> [Testo della pagina]
———

L’evoluzione della medicina e della psicologia, hanno portato una sempre maggiore attenzione alla componente soggettiva del paziente, creando le condizioni per una visione più ampia dell’assistenza alla persona malata. Si abbandona la concezione del malato come “oggetto” da curare, a favore di un’ottica globale e multi-disciplinare, in cui la relazione diventa il nodo centrale della cura.
Le principali problematiche di cui si occupa la Psicologia Ospedaliera (detta anche Psicologia Medica e inclusa nel più ampio range della Psicologia della salute) riguardano:
– il disagio psicologico che, in misura diversa, accompagna ogni esperienza di malattia. La comparsa di una malattia, improvvisamente o progressivamente, rappresenta la rottura di un equilibrio, una minaccia che, a seconda del tipo e della gravità, produce modificazioni nella vita personale, familiare, sociale e lavorativa. Alcune patologie modificano radicalmente la propria vita e quella dei familiari, talvolta causano importanti capovolgimenti economici; altre volte sono vissute come vere e proprie “condanne” definitive. In altri termini, quando una persona si ammala, si ammala nella sua totalità.
– la sofferenza emotiva di un’ampia fascia di malati affetti da patologie spesso gravi, croniche e/o a prognosi infausta (cancro, dialisi, sclerosi multipla, sclerosi laterale amiotrofica, ustioni gravi, politraumi, diabete, ecc.) i quali in aggiunta ai problemi fisici, devono confrontarsi con reazioni emotive molto intense e con sequele psicologiche complesse che rendono ancora più difficile la loro esperienza di malattia.
– gli effetti che tale sofferenza emotiva ha sul paziente, i suoi familiari e sugli operatori;
– l’assistenza psicologica ai pazienti e ai loro familiari, erogata nell’ambito dei protocolli diagnostici e terapeutici specialistici, inerenti vari contesti assistenziali come i trapianti d’organo, la riabilitazione motoria, cardiologica, respiratoria, neuropsicologica, la chirurgia speciale nelle gravi obesità, la patologia neonatale, e rianimazione pediatrica, la maternità assistita, ecc.
La Psicologia Ospedaliera, quindi, si occupa dei disturbi, psicologici, neuropsicologici, affettivi dei malati degenti o in cura ambulatoriale e delle difficoltà emotive e relazionali delle persone che a causa di una patologia quasi sempre organica, acuta o cronica, medica e/o chirurgica afferiscono all’Ospedale Generale.

———

> [Dati di partenza]
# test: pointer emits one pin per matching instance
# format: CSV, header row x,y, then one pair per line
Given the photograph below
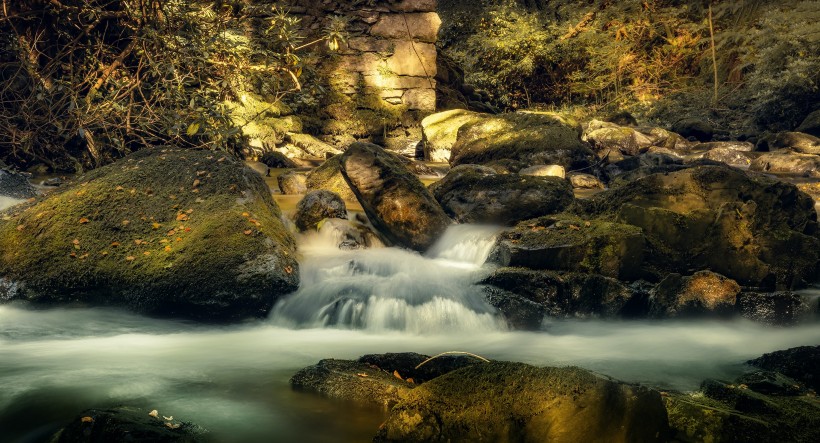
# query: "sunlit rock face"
x,y
395,201
190,234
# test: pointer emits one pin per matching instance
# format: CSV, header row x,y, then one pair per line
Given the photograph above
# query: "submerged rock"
x,y
122,424
316,206
501,401
476,194
149,233
396,202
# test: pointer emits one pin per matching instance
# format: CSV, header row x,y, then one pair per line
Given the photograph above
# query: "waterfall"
x,y
392,288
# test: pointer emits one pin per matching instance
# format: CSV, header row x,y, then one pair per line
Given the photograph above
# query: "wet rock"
x,y
275,159
475,194
292,183
316,206
328,176
396,202
776,308
122,424
799,363
701,294
787,162
439,132
15,185
146,233
811,124
521,139
352,381
502,401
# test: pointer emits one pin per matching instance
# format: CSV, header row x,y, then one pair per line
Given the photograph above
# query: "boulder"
x,y
775,308
521,140
15,185
292,183
811,124
567,243
476,194
328,176
799,363
147,233
501,401
701,294
439,132
316,206
396,202
757,231
785,161
124,423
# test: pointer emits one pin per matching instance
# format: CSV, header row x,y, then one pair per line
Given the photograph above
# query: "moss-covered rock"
x,y
757,231
148,233
128,424
396,202
328,176
522,139
503,401
476,194
567,243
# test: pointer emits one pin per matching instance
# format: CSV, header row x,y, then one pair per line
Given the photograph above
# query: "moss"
x,y
148,232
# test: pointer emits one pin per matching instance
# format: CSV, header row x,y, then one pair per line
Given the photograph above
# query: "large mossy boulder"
x,y
519,140
439,132
476,194
169,232
757,231
398,205
124,424
502,401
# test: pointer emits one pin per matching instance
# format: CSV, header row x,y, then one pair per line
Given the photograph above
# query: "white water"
x,y
234,380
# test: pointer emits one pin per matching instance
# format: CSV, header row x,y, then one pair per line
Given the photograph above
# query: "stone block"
x,y
421,26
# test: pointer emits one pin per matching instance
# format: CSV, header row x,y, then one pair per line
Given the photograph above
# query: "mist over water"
x,y
233,380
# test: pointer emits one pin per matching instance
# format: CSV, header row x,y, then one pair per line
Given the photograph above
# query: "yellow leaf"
x,y
193,128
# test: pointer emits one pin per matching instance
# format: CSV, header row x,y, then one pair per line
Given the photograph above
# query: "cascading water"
x,y
393,289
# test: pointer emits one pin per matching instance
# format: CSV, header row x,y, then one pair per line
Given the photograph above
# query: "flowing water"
x,y
233,380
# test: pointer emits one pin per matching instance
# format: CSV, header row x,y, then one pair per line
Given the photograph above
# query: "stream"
x,y
233,380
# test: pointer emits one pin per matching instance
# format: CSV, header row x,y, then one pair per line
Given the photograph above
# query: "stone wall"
x,y
380,83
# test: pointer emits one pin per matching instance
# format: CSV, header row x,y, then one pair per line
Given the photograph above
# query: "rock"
x,y
15,185
348,234
585,181
501,401
544,171
567,243
699,129
703,293
396,202
292,183
560,295
785,161
311,146
811,124
754,230
316,206
776,308
351,381
439,132
275,159
522,140
799,363
328,176
146,233
621,139
471,194
729,156
127,424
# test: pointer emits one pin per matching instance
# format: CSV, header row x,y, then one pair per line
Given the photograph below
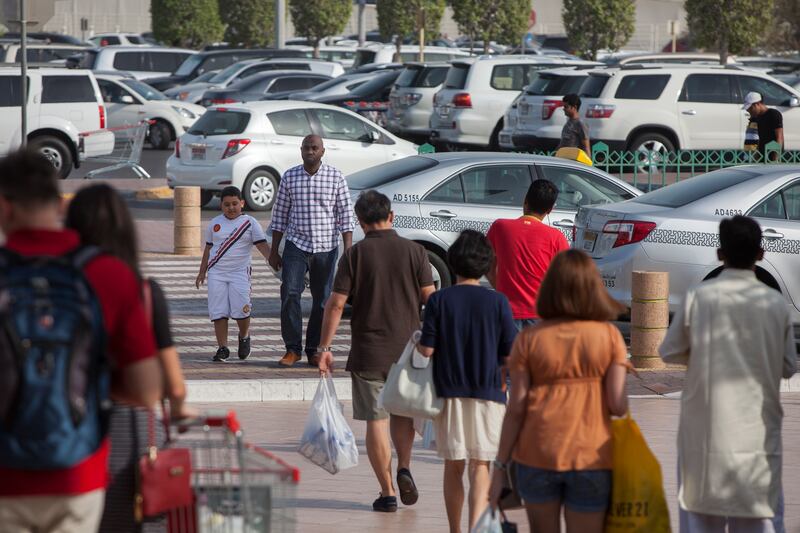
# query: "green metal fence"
x,y
650,170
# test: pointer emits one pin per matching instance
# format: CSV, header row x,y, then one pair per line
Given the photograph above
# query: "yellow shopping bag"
x,y
637,495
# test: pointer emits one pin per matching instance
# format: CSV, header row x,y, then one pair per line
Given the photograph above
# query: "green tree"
x,y
317,19
248,22
186,23
404,18
594,25
499,20
728,26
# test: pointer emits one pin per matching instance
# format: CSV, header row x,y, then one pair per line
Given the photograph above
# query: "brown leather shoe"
x,y
289,359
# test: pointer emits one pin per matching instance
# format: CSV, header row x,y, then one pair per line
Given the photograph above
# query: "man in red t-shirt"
x,y
71,499
524,248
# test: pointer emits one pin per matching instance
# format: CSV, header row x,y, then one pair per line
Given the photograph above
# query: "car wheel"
x,y
206,196
651,151
159,135
56,152
260,190
441,273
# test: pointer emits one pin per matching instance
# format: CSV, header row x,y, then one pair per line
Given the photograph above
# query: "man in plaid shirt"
x,y
312,209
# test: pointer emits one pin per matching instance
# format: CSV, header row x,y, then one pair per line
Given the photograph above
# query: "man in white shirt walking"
x,y
735,334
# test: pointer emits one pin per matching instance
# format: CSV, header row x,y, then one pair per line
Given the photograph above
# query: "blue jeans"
x,y
320,267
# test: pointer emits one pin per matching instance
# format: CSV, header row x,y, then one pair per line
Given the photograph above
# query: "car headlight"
x,y
185,113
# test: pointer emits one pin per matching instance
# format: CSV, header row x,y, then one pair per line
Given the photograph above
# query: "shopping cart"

———

> [Consegna] Copia dal testo della pagina il passo che comincia con "L’evoluzione della medicina" e termina con "centrale della cura.". Per svolgere il lavoro basta il testo della pagina.

> [Soluzione]
L’evoluzione della medicina e della psicologia, hanno portato una sempre maggiore attenzione alla componente soggettiva del paziente, creando le condizioni per una visione più ampia dell’assistenza alla persona malata. Si abbandona la concezione del malato come “oggetto” da curare, a favore di un’ottica globale e multi-disciplinare, in cui la relazione diventa il nodo centrale della cura.